Curr Geriatr Rep. 2021 Nov 25:1-10. doi: 10.1007/s13670-021-00370-w. Online ahead of print.
PURPOSE OF THE REVIEW: Iron deficiency in heart failure has been associated with impaired functional capacity and quality of life. The purpose of this paper is to review mechanisms of iron homeostasis and current clinical data exploring mechanisms of iron repletion in heart failure.
RECENT FINDING: Multiple international societies now advise iron repletion for symptomatic heart failure patients with iron deficiency. Due to the chronic inflammation in heart failure, iron deficiency in heart failure is classically defined as ferritin < 100 µg/L or ferritin 100-300 µg/L and transferrin saturation < 20%. Multiple randomized clinical trials have demonstrated benefit from intravenous iron repletion, though studies have predominantly focused on functional capacity and quality of life. A recent study, AFFIRM-AHF, supports the treatment of iron deficiency identified during acute heart failure admissions, noting a reduction in future heart failure hospitalizations. Studies examining iron repletion in patients with heart failure with preserved ejection fraction are currently in process.
SUMMARY: Iron homeostasis is maintained predominantly through the regulation of iron absorption, keeping iron levels tightly controlled in the normal state regardless of iron intake. In chronic heart failure however, iron homeostasis becomes dysregulated with resulting iron deficiency in many patients, with and without associated anemia. Iron is a critical element not only for erythropoiesis and oxygen carrying, but also for energy production at the level of the mitochondria and in other cell processes. We thus propose a standardized approach be utilized to screen and treat heart failure patients with iron deficiency.

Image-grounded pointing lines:
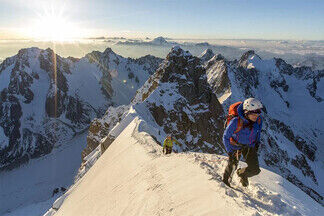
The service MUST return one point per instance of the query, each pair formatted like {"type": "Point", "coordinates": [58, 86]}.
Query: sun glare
{"type": "Point", "coordinates": [51, 26]}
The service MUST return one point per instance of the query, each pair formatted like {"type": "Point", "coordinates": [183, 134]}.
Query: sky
{"type": "Point", "coordinates": [209, 19]}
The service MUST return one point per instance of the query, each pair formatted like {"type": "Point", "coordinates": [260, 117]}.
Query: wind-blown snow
{"type": "Point", "coordinates": [54, 170]}
{"type": "Point", "coordinates": [133, 177]}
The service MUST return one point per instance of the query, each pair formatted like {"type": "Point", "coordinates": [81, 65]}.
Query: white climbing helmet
{"type": "Point", "coordinates": [252, 104]}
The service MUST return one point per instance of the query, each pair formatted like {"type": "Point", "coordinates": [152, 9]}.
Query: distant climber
{"type": "Point", "coordinates": [168, 144]}
{"type": "Point", "coordinates": [242, 137]}
{"type": "Point", "coordinates": [55, 191]}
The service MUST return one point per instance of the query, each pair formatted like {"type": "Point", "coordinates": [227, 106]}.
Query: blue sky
{"type": "Point", "coordinates": [232, 19]}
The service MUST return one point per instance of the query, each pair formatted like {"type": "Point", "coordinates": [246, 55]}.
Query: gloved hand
{"type": "Point", "coordinates": [257, 145]}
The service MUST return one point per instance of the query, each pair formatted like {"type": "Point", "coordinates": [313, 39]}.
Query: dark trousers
{"type": "Point", "coordinates": [168, 150]}
{"type": "Point", "coordinates": [251, 158]}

> Activities
1. According to the heart failure review above, what reduction did the AFFIRM-AHF study note?
2. Do these statements agree with the heart failure review above? Answer yes or no for each, quoting the deciding words. (a) Randomized trials of intravenous iron have mostly looked at functional capacity and quality of life. (b) Iron homeostasis is kept mainly by regulating how the body excretes iron. (c) In chronic heart failure, iron deficiency occurs only in patients who also have anemia.
3. Duplicate the part of the heart failure review above that opens with the words containing "RECENT FINDING: Multiple" and closes with "currently in process.".

> Answers for this exercise
1. A reduction in future heart failure hospitalizations.

2.
(a) Yes: "studies have predominantly focused on functional capacity and quality of life"
(b) No: "Iron homeostasis is maintained predominantly through the regulation of iron absorption"
(c) No: "with resulting iron deficiency in many patients, with and without associated anemia"

3.
RECENT FINDING: Multiple international societies now advise iron repletion for symptomatic heart failure patients with iron deficiency. Due to the chronic inflammation in heart failure, iron deficiency in heart failure is classically defined as ferritin < 100 µg/L or ferritin 100-300 µg/L and transferrin saturation < 20%. Multiple randomized clinical trials have demonstrated benefit from intravenous iron repletion, though studies have predominantly focused on functional capacity and quality of life. A recent study, AFFIRM-AHF, supports the treatment of iron deficiency identified during acute heart failure admissions, noting a reduction in future heart failure hospitalizations. Studies examining iron repletion in patients with heart failure with preserved ejection fraction are currently in process.